Task to carry out ▸ Convert the rows below into a Markdown table with two columns, Index and Text, numbering each line and skipping any blank lines.

Input data ▸
☆ ☆ ☆

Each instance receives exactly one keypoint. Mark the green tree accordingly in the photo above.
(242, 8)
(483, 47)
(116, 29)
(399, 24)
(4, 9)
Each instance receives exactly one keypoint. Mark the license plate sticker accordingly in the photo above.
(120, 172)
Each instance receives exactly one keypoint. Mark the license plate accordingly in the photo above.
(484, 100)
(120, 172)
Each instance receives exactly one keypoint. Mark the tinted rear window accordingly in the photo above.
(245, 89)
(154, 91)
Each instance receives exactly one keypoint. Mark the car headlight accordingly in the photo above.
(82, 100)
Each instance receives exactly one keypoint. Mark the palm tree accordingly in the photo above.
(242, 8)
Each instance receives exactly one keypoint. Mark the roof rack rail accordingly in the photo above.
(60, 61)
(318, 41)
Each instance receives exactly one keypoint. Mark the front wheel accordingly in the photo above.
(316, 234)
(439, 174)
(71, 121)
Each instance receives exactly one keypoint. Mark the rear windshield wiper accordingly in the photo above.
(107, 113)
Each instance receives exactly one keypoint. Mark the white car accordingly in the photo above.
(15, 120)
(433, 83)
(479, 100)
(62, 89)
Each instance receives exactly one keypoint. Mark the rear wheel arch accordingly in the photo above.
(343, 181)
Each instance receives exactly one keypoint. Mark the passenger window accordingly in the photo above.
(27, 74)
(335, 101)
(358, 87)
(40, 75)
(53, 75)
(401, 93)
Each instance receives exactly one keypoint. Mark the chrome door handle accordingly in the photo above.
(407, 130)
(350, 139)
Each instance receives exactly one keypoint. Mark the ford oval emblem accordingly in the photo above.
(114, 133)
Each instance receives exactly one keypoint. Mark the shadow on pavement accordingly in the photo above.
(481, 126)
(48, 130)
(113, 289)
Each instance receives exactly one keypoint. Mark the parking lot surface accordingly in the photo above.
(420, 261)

☆ ☆ ☆

Expected answer ▸
| Index | Text |
|---|---|
| 1 | Each instance receives exactly one keypoint. Mark the green tree accordingly in the photo above. |
| 2 | (242, 8) |
| 3 | (483, 47) |
| 4 | (116, 29) |
| 5 | (399, 24) |
| 6 | (4, 9) |
| 7 | Each instance receives exactly one keypoint. Mark the license plate sticker accordingly in the photo above. |
| 8 | (120, 172) |
| 9 | Each instance receives exactly one keypoint. Mark the license plate accordingly in the photo above. |
| 10 | (484, 100) |
| 11 | (120, 172) |
| 12 | Each instance receives exactly one keypoint. Mark the tinted rear window accordingly in the photo above. |
| 13 | (245, 89) |
| 14 | (154, 91) |
| 15 | Each instance receives exactly one keypoint. Mark the car headlight accordingly in the photo above. |
| 16 | (82, 100) |
| 17 | Each instance receives exactly one keypoint. Mark the palm tree accordingly in the photo above. |
| 18 | (242, 8) |
| 19 | Each instance receives exactly one keypoint. Mark the roof rack rail accordingly in the photo above. |
| 20 | (60, 61) |
| 21 | (318, 41) |
| 22 | Each instance receives exactly one keypoint. Mark the front wheel accordingly in the photo above. |
| 23 | (316, 234) |
| 24 | (439, 174) |
| 25 | (71, 121) |
| 26 | Each instance receives exactly one keypoint. Mark the rear windshield wiper accordingly in the photo above. |
| 27 | (107, 113) |
| 28 | Each instance receives exactly one keypoint. Mark the white car accordingly in the photo above. |
| 29 | (15, 120) |
| 30 | (433, 83) |
| 31 | (479, 100) |
| 32 | (62, 89) |
| 33 | Each instance receives exactly one keypoint. Mark the rear wheel arch accordingly in the photo above. |
| 34 | (343, 181) |
| 35 | Each instance receives exactly one keypoint. Mark the passenger window accordingly in the photo above. |
| 36 | (27, 74) |
| 37 | (335, 101) |
| 38 | (358, 87) |
| 39 | (40, 75) |
| 40 | (53, 75) |
| 41 | (401, 93) |
| 42 | Each instance receives exactly one keypoint. Mark the chrome door handle accordingly in the photo above. |
| 43 | (407, 130) |
| 44 | (350, 139) |
| 45 | Each instance receives exactly one keypoint. Mark the ford oval emblem accordingly in the photo above. |
| 46 | (114, 133) |
| 47 | Each instance receives exactly one keypoint. Mark the shadow on pavement accordingly in the photo above. |
| 48 | (481, 126) |
| 49 | (48, 130) |
| 50 | (113, 289) |
| 51 | Each instance receives exactly one keypoint. Mark the parking lot surface accordingly in the photo above. |
| 52 | (420, 261) |